Given instruction 1 —
Answer these from the court decision:
(a) Which court and judge issued the order that was appealed?
(b) What did the appellate court do with that order?
(c) Which attorney was of counsel for the appellants?
Given instruction 2 — Extend the court decision past its final sentence, in the same legal style.

____ Provided passage

Garbutt v United Parcel Serv. |
2015 NY Slip Op 06415 |
Decided on August 5, 2015 |
Appellate Division, Second Department |
Published by New York State Law Reporting Bureau pursuant to Judiciary Law § 431. |
This opinion is uncorrected and subject to revision before publication in the Official Reports. |
Decided on August 5, 2015 SUPREME COURT OF THE STATE OF NEW YORK Appellate Division, Second Judicial Department
REINALDO E. RIVERA, J.P.
THOMAS A. DICKERSON
ROBERT J. MILLER
COLLEEN D. DUFFY, JJ.
2013-08205
(Index No. 21840/10)
v
United Parcel Service, et al., respondents.
Larry Hallock, Maspeth, N.Y. (Leonora Bloom of counsel), for appellants.
Lester Schwab Katz & Dwyer, LLP, New York, N.Y. (Harry Steinberg and Daniel S. Kotler of counsel), for respondents.
DECISION & ORDER
In an action to recover damages for personal injuries, the plaintiffs appeal from an order of the Supreme Court, Kings County (Lewis, J.), dated May 31, 2013, which granted the defendants' motion for summary judgment dismissing the complaint on the ground that neither plaintiff sustained a serious injury within the meaning of Insurance Law § 5102(d) as a result of the subject accident.
ORDERED that the order is reversed, on the law, with costs, and the defendants' motion for summary judgment dismissing the complaint is denied.

________
____ Recorded data

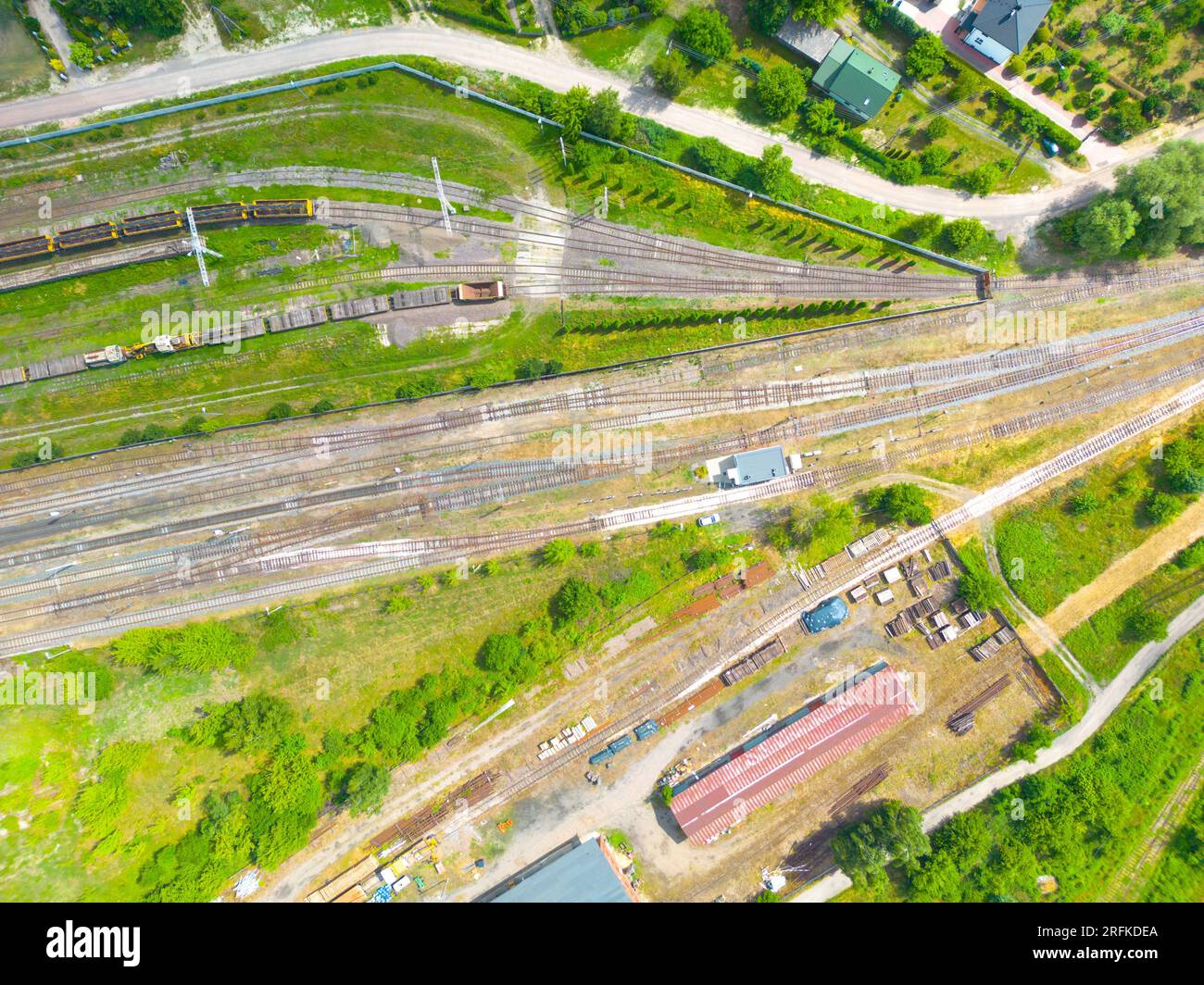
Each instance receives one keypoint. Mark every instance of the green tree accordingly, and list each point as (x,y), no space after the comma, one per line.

________

Reply 1 —
(a) The Supreme Court, Kings County (Lewis, J.)
(b) It reversed the order, on the law, with costs, and denied the defendants' motion for summary judgment dismissing the complaint.
(c) Leonora Bloom

Reply 2 —
The defendants failed to meet their prima facie burden of showing that the plaintiff Sakhiya Garbutt did not sustain a serious injury within the meaning of Insurance Law § 5102(d) as a result of the subject accident (see Toure v Avis Rent A Car Sys., 98 NY2d 345; Gaddy v Eyler, 79 NY2d 955, 956-957). The documents submitted by the defendants failed to establish, prima facie, that the plaintiff Sakhiya Garbutt did not sustain serious injuries to the cervical and lumbar regions of her spine, to her right shoulder, and to her left knee under the permanent consequential limitation of use or significant limitation of use categories of Insurance Law § 5102(d) (see McDonough v Mulligan, 125 AD3d 616, 616), and failed to establish, prima facie, that she did not sustain a serious injury under the 90/180-day category of Insurance Law § 5102(d) (see Che Hong Kim v Kossoff, 90 AD3d 969, 969). Since the defendants did not sustain their prima facie burden in this regard, it is unnecessary to address the sufficiency of the submissions by the plaintiff Sakhiya Garbutt in opposition (see Che Hong Kim v Kossoff, 90 AD3d at 969). Therefore, the Supreme Court should have denied that branch of the defendants' motion which was for summary judgment dismissing the complaint insofar as asserted by the plaintiff Sakhiya Garbutt.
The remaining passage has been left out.